What is expected:
Rescale the items from the first line through the line that contains "[[255, 309], [491, 305], [40, 342], [385, 283]]", both ends included. Rewrite those lines in full, unchanged except that every coordinate in the answers is multiplied by 0.95 and rounded to a whole number, with halves rounding up. Include no lines after that one.

Supplied entries:
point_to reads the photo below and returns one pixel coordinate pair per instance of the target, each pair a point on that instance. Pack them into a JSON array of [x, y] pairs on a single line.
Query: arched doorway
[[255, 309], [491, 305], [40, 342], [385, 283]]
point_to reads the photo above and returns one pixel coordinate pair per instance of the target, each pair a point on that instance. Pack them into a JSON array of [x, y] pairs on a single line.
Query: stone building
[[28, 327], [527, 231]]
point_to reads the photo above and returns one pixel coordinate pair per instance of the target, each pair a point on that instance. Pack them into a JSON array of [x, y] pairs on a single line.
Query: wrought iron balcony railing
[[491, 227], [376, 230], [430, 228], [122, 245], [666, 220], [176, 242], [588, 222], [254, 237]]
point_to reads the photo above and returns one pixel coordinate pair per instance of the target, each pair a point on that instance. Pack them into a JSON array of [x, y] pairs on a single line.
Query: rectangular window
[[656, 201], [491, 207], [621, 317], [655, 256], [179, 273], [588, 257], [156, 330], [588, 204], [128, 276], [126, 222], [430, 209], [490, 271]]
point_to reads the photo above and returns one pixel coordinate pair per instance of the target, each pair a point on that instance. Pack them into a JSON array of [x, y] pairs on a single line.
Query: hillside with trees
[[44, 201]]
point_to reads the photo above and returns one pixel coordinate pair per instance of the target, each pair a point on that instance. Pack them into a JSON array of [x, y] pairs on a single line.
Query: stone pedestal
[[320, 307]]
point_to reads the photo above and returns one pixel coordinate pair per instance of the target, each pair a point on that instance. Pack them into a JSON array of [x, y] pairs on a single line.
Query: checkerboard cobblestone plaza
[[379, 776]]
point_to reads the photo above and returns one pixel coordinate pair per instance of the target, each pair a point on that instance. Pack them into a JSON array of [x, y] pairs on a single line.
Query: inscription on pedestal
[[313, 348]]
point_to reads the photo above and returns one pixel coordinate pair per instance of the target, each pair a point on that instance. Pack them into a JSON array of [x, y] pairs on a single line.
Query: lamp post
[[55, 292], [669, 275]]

Final result:
point_to reads the photo below and returns one pixel coordinate pair per instance of the target, each pair a point on that instance. Pack them into a JSON array of [x, y] pairs on a single line.
Query: arched doorway
[[242, 294], [466, 290], [38, 325], [366, 269]]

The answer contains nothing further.